Stored entries:
● ● ● ●

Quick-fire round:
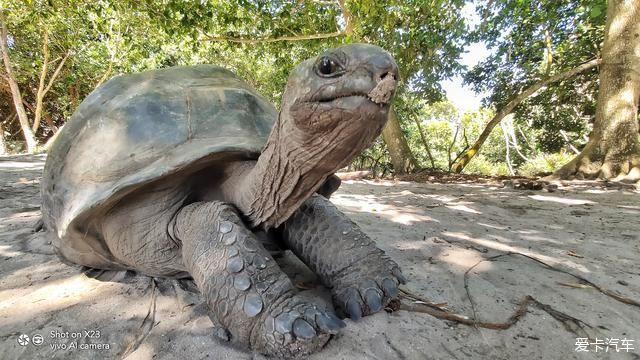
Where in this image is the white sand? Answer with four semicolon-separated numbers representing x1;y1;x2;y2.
0;156;640;359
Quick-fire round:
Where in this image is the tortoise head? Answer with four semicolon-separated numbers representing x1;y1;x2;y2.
241;44;398;228
279;44;398;174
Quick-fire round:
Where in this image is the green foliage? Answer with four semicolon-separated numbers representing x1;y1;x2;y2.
0;0;466;150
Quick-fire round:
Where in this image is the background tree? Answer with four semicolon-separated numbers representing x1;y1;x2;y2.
556;0;640;181
454;0;606;171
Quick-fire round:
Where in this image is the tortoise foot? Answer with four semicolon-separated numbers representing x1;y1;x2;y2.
332;259;406;320
253;296;346;358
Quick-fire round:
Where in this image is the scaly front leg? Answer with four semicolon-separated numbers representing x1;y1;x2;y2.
280;195;406;320
169;202;344;358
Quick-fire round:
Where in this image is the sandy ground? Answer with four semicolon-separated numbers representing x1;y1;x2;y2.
0;156;640;359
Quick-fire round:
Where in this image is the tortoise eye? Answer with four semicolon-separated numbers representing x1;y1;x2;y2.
316;56;342;76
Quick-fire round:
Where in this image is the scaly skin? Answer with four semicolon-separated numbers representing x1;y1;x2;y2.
280;195;406;320
171;201;345;358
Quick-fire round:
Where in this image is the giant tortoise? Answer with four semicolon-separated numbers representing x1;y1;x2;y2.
42;44;405;357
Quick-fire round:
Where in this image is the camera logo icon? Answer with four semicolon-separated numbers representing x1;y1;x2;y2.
31;334;44;346
18;334;29;346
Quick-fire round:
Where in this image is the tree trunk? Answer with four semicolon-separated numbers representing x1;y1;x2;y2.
0;11;38;153
382;109;418;175
452;59;601;173
553;0;640;181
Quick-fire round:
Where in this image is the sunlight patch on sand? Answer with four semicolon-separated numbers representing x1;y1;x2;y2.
529;195;597;205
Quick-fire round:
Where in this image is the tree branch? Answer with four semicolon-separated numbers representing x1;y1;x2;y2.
43;51;71;95
204;31;347;44
204;0;353;44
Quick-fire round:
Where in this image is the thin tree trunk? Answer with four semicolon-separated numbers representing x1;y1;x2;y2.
0;10;38;153
32;50;71;133
31;31;49;134
553;0;640;181
382;109;418;175
452;59;601;173
413;115;436;169
0;122;7;155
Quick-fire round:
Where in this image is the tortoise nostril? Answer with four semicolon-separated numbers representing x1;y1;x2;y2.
380;72;398;80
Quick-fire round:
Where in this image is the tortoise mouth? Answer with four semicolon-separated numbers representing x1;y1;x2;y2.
313;93;371;104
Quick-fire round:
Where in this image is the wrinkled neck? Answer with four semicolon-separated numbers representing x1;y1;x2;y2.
231;115;333;229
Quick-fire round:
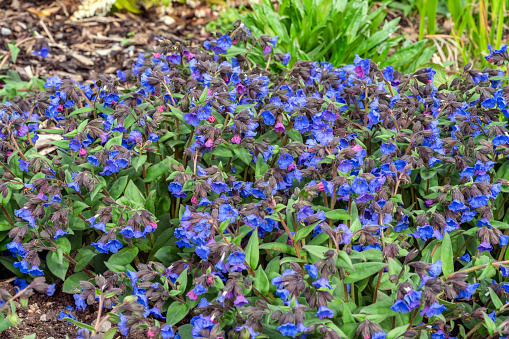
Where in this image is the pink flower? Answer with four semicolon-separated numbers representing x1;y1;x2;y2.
274;121;285;133
353;145;362;153
233;294;249;307
186;290;198;300
232;134;241;144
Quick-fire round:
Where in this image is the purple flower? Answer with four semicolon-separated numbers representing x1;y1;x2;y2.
168;54;182;65
304;264;318;279
32;46;49;59
449;199;469;213
315;306;334;319
217;35;232;52
19;159;30;173
277;323;299;338
468;194;489;208
352;177;368;194
380;143;396;154
313;278;332;290
477;241;493;252
391;299;410;313
233;294;249;307
217;204;239;223
277;153;293;169
420;302;447;318
456;283;481;299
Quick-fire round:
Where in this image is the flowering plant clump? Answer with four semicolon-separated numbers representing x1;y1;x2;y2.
0;23;509;339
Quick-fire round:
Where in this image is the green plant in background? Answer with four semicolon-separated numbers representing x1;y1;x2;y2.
205;5;245;33
415;0;509;67
0;70;45;102
233;0;434;70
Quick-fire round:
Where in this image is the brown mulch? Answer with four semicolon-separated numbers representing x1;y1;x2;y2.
0;282;95;339
0;0;217;82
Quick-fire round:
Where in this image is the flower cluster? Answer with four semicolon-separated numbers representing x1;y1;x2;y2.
0;23;509;339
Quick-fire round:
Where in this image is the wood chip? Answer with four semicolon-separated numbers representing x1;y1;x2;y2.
71;53;94;66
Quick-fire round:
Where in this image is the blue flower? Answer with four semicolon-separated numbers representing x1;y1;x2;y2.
371;331;387;339
32;46;49;59
261;111;276;126
277;323;299;338
19;159;29;173
380;143;396;154
281;52;292;66
277;153;293;169
161;325;175;339
168;181;187;199
228;251;246;265
301;266;318;279
391;299;410;313
217;204;239;223
92;239;122;253
352;177;369;194
428;259;442;278
313;278;332;290
73;293;87;311
468;194;490;208
217;35;232;51
449;199;470;213
315;306;334;319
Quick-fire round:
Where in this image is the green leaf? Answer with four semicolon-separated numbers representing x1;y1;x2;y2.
325;210;352;220
233;147;253;166
175;268;188;292
108;247;138;266
387;325;408;339
302;245;332;259
482;312;497;337
343;262;387;284
131;154;147;171
7;42;21;63
244;229;260;270
293;222;320;242
440;232;454;279
64;318;95;332
143;158;171;182
260;242;297;256
335;251;354;270
124;180;145;204
46;251;69;280
488;288;504;310
103;328;118;339
108;175;129;200
253;267;270;295
62;272;90;294
166;301;189;326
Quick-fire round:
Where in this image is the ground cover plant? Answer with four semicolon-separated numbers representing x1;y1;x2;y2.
0;23;509;339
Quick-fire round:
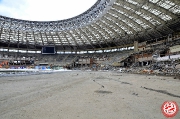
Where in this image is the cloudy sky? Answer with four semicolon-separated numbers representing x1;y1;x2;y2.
0;0;97;21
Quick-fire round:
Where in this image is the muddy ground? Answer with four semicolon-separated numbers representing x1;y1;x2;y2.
0;71;180;119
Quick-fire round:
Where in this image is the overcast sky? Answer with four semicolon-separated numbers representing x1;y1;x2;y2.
0;0;97;21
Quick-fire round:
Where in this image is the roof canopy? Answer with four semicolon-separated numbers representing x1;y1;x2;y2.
0;0;180;50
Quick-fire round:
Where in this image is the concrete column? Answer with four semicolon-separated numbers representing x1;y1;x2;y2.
134;41;138;52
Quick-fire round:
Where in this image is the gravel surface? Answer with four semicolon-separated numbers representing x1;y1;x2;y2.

● ● ● ●

What you will do: Write out the stretch of rows from the very start through the line containing "253;296;346;358", reproducing each line unchanged. Leave the pictures out.

Full solution:
Quick-fire round:
Where in this image is the white sand? Answer with four semicolon-separated numbers representing x1;y1;x2;y2.
0;156;640;359
Quick-fire round:
Where in this image is the tortoise head? Answer with four semicolon-separated numbers representing x1;y1;x2;y2.
241;44;398;228
279;44;398;174
Quick-fire round:
Where in this image is the green foliage? Answer with four semicolon-separated numbers representing x1;y1;x2;y2.
0;0;466;150
Quick-fire round:
Where in this image is the background tree? Answer with four semicolon-separated numbers representing x1;y1;x2;y2.
556;0;640;181
454;0;606;171
Quick-fire round:
Where in this image is the tortoise foot? Answer with four semicolon-separated numbers representing x1;y1;x2;y2.
332;259;406;320
253;296;346;358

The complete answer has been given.